### Selection:
───
Re: seawasp failing, maybe in glibc allocator

From: Andres Freund <andres(at)anarazel(dot)de>
To: Thomas Munro <thomas(dot)munro(at)gmail(dot)com>
Cc: Tom Lane <tgl(at)sss(dot)pgh(dot)pa(dot)us>, Fabien COELHO <coelho(at)cri(dot)ensmp(dot)fr>, pgsql-hackers <pgsql-hackers(at)postgresql(dot)org>
Subject: Re: seawasp failing, maybe in glibc allocator
Date: 2021-06-20 10:59:34
Message-ID: 20210620105934.vkweficqaw4t6uw4@alap3.anarazel.de
Views: Raw Message | Whole Thread | Download mbox | Resend email
Thread:
Lists: pgsql-hackers

Hi,

On 2021-06-19 17:07:51 +1200, Thomas Munro wrote:
> On Sat, May 22, 2021 at 12:25 PM Andres Freund <andres(at)anarazel(dot)de> wrote:
> > On 2021-05-21 15:57:01 -0700, Andres Freund wrote:
> > > I found the LLVM commit to blame (c8fc5e3ba942057d6c4cdcd1faeae69a28e7b671).
───
### Entries provided:
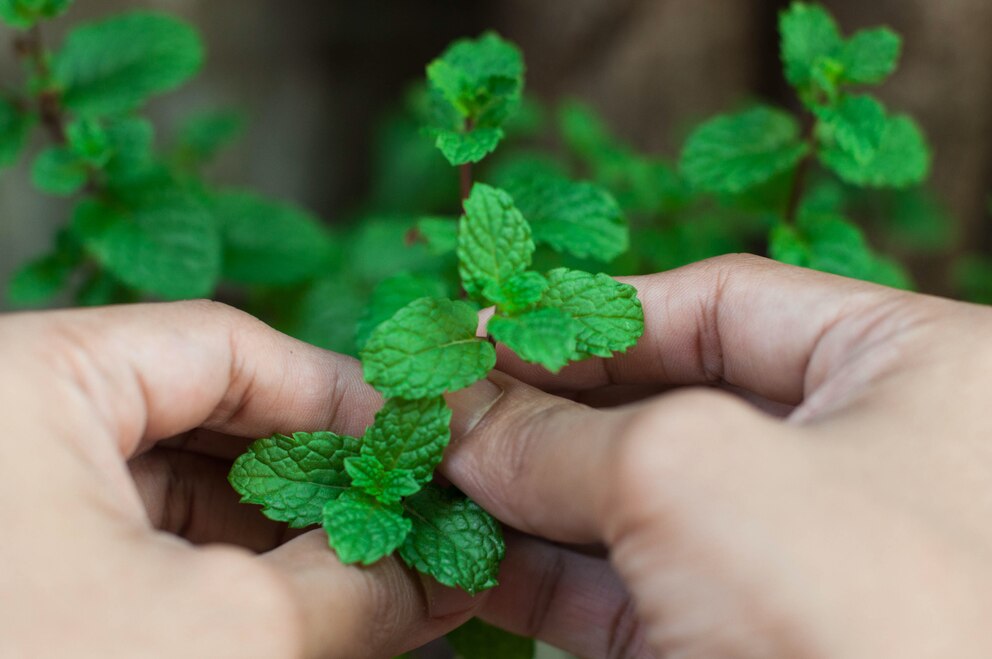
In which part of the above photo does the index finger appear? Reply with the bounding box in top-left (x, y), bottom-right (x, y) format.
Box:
───
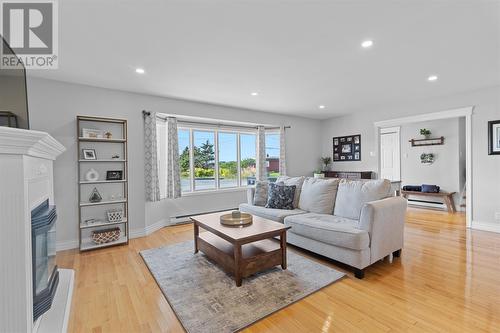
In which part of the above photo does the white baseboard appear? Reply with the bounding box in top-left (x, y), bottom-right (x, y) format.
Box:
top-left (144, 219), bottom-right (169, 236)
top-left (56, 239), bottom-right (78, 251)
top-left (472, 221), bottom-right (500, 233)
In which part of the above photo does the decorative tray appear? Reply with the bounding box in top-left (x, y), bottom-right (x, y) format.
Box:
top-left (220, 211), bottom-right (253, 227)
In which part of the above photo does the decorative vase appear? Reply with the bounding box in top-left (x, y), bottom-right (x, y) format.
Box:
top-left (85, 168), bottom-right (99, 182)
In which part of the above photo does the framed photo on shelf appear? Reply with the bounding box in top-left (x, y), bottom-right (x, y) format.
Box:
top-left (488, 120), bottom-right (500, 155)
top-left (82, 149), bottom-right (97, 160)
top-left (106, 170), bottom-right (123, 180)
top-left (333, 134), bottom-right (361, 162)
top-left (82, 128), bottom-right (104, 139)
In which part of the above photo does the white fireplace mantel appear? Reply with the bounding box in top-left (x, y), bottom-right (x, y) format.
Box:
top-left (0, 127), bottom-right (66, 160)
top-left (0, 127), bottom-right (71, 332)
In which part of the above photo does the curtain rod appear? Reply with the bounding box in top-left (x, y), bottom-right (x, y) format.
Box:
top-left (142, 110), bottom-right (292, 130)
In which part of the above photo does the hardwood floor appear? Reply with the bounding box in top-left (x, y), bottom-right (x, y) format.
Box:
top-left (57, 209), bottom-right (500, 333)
───
### Exercise task:
Reproduce the mailing-list message from "On 2021-06-19 17:07:51" up to and including "to blame (c8fc5e3ba942057d6c4cdcd1faeae69a28e7b671)." without changing a word. Work only from the mailing-list message, not from the records.

### Complete answer:
On 2021-06-19 17:07:51 +1200, Thomas Munro wrote:
> On Sat, May 22, 2021 at 12:25 PM Andres Freund <andres(at)anarazel(dot)de> wrote:
> > On 2021-05-21 15:57:01 -0700, Andres Freund wrote:
> > > I found the LLVM commit to blame (c8fc5e3ba942057d6c4cdcd1faeae69a28e7b671).